= Work instructions =
Everything from the line that contains "like x=353, y=129." through the final line of the records should be written out exactly, and nothing outside that span.

= Location identification items =
■ ■ ■ ■
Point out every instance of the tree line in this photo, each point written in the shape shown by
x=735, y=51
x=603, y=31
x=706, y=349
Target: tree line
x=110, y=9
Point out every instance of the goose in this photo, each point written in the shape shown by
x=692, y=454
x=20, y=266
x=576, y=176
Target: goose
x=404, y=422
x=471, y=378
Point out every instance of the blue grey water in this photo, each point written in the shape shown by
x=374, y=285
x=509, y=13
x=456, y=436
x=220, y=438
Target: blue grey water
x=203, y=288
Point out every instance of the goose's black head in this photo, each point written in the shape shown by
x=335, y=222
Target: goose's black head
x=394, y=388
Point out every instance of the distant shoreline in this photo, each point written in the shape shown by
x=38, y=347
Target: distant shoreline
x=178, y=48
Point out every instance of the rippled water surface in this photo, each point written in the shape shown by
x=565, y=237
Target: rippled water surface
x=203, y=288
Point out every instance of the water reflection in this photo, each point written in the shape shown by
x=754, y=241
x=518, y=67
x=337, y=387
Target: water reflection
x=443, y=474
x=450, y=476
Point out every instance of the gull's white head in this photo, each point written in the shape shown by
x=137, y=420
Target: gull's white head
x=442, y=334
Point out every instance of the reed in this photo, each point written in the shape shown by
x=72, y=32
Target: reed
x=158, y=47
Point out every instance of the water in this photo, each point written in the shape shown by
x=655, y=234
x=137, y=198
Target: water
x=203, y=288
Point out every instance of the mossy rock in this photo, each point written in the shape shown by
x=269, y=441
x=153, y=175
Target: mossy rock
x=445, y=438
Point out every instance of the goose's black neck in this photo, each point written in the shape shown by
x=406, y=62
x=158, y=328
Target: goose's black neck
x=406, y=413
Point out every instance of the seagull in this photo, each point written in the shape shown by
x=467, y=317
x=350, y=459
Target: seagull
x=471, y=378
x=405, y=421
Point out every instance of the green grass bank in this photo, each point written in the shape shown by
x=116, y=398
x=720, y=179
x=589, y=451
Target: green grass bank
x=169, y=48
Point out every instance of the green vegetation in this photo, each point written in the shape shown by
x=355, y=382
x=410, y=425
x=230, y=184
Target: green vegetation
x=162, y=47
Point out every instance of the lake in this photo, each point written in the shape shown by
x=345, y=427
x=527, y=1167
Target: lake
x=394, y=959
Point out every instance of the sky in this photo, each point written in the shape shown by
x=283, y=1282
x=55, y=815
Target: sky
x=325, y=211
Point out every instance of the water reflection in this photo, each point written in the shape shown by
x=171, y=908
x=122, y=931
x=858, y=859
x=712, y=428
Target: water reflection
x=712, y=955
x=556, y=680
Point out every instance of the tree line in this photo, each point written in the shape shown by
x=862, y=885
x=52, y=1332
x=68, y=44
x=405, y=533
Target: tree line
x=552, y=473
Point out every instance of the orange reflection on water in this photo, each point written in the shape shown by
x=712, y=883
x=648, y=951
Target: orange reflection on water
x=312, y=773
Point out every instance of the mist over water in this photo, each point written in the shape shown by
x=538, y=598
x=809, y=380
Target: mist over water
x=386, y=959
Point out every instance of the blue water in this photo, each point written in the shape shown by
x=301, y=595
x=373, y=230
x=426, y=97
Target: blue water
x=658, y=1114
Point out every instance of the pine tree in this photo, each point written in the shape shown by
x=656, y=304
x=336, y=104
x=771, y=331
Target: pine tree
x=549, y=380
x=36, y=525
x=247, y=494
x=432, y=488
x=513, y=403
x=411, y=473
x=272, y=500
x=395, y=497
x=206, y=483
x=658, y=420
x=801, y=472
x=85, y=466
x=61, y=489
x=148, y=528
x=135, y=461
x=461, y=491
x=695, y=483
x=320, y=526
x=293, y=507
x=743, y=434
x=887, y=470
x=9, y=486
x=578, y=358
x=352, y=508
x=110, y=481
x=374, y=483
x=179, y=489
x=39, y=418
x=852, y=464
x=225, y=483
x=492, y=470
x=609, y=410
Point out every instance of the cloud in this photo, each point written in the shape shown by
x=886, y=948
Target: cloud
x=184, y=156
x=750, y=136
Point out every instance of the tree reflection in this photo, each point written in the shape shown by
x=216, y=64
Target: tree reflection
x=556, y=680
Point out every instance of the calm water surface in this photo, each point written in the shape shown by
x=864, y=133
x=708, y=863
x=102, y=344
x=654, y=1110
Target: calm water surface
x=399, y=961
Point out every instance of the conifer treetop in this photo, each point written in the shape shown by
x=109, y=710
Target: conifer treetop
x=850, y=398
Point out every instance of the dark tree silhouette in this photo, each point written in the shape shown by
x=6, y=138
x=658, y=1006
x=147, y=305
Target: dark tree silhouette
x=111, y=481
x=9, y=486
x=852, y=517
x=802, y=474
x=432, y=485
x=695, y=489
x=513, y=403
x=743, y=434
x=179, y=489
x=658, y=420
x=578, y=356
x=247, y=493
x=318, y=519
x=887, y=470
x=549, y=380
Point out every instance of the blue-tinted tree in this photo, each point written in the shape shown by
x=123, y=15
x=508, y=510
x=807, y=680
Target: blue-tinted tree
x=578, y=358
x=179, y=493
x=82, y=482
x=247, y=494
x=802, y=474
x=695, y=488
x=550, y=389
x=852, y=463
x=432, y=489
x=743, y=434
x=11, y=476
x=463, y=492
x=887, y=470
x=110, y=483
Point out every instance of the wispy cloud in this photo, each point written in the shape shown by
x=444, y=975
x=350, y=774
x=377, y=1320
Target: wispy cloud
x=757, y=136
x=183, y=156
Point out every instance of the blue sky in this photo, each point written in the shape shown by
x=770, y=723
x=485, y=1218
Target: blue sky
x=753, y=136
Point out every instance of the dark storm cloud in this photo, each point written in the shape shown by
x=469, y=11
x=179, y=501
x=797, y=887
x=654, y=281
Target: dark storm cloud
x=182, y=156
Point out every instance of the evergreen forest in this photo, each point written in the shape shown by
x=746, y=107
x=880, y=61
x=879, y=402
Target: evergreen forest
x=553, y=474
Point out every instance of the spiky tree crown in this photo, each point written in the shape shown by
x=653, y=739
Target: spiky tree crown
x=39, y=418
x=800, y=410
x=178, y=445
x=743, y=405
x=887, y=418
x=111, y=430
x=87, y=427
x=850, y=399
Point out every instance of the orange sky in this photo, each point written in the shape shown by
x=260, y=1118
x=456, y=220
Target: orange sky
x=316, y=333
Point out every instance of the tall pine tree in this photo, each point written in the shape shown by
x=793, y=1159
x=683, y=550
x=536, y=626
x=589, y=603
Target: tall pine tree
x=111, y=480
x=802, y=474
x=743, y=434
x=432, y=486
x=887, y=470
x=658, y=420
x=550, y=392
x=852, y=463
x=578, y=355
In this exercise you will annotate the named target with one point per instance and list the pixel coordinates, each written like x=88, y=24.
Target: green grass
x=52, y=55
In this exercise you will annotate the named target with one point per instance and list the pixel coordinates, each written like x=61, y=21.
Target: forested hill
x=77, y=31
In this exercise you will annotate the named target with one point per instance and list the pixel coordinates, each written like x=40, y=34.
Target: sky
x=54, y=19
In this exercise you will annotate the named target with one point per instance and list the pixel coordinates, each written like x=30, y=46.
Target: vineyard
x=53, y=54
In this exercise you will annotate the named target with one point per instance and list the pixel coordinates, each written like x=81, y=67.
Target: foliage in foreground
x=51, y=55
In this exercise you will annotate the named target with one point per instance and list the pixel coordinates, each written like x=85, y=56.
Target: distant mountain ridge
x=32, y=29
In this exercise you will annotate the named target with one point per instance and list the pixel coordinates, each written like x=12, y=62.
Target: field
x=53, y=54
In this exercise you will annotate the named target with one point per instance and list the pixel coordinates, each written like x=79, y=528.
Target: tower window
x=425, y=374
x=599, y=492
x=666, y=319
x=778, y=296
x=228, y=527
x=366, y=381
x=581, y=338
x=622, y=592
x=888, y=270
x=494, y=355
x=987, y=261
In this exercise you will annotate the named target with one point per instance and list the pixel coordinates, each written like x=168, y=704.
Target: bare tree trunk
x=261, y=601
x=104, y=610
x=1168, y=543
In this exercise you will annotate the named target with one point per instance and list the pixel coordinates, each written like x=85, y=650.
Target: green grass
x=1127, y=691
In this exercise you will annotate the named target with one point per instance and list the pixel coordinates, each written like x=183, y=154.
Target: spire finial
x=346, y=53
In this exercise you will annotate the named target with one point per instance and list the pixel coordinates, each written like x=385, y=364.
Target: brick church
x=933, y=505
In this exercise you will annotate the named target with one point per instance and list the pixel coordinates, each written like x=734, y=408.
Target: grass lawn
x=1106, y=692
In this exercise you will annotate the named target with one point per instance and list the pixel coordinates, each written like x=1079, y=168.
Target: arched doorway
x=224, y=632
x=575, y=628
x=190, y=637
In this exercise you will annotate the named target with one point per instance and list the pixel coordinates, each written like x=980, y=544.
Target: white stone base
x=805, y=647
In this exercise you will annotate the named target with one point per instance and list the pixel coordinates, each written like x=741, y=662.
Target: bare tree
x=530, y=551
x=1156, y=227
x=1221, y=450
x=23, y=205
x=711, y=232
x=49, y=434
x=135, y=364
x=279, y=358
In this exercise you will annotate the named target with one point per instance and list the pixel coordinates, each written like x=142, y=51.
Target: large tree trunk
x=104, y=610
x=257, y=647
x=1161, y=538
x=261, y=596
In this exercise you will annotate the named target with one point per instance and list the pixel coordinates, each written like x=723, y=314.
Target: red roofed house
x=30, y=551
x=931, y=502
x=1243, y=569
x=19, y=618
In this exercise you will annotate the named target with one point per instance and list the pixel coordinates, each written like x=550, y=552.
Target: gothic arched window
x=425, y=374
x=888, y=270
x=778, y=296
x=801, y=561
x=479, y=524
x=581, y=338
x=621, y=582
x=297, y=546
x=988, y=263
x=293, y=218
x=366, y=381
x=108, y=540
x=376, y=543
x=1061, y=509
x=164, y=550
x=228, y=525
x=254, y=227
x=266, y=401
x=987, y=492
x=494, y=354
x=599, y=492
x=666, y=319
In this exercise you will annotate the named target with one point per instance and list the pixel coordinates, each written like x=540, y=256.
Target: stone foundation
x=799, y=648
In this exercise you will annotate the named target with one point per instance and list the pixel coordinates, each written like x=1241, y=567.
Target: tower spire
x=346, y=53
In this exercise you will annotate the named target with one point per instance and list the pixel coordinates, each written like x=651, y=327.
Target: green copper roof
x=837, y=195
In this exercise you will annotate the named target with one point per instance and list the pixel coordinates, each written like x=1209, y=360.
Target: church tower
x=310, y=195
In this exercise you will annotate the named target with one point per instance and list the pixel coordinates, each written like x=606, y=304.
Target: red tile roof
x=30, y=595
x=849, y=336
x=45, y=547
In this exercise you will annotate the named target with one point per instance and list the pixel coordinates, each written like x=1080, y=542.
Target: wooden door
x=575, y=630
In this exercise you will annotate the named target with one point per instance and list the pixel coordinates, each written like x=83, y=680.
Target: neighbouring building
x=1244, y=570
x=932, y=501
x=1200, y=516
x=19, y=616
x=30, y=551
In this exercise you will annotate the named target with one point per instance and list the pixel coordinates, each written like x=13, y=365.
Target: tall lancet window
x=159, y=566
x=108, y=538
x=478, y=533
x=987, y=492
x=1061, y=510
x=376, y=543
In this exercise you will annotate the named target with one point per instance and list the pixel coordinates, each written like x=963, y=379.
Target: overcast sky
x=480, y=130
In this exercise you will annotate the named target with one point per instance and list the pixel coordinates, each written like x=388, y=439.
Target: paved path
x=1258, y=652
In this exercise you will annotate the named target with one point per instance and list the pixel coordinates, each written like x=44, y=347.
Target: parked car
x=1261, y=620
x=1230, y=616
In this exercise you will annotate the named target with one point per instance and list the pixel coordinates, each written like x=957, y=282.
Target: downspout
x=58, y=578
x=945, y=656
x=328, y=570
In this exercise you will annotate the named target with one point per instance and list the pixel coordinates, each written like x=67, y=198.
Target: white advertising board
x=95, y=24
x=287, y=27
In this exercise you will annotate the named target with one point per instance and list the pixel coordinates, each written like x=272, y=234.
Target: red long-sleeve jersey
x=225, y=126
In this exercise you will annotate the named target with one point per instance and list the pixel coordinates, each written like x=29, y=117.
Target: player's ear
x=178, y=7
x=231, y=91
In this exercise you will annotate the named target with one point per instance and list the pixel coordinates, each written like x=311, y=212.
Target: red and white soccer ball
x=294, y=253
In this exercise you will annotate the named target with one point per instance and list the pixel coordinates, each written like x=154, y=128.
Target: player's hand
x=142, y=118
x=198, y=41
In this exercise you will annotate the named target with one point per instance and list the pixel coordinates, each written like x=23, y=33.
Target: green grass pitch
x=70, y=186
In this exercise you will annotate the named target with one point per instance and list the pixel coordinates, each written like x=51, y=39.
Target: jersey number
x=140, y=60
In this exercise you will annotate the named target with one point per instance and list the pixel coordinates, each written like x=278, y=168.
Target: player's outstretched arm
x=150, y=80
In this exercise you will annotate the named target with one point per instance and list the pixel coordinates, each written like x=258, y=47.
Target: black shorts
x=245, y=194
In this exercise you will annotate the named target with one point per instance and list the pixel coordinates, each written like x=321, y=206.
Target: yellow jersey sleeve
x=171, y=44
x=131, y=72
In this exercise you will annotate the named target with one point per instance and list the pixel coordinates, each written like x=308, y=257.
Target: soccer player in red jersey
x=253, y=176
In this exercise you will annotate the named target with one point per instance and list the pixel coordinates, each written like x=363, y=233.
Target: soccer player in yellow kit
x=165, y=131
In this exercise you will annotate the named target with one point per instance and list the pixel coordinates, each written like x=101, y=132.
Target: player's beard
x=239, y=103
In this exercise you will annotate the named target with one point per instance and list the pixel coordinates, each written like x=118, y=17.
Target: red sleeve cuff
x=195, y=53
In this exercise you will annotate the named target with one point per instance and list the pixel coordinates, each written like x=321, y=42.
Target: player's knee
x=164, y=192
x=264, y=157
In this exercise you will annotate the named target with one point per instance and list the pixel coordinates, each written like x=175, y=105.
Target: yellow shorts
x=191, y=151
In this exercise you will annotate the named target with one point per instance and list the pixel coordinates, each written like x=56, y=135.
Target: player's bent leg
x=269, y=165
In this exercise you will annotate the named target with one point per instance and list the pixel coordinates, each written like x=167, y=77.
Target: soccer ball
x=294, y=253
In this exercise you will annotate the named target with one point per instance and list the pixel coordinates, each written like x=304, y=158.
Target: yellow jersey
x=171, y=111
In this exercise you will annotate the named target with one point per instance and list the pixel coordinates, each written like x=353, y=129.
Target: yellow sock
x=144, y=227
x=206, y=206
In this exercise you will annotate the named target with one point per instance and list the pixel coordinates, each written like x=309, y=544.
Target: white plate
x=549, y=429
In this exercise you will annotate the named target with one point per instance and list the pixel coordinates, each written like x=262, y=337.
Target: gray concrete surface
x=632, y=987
■ ■ ■ ■
= Exercise response =
In this exercise you will annotate the named target with one point per instance and list the pixel coordinates, each written like x=353, y=129.
Target: yellow sock
x=144, y=227
x=206, y=206
In this exercise you will annotate the named target with one point per instance and list the pixel coordinates, each written like x=309, y=544.
Target: white plate
x=549, y=429
In this exercise you will annotate the named target with one point per instance and list the pixel coordinates, each written like x=262, y=337.
Target: gray concrete surface
x=632, y=987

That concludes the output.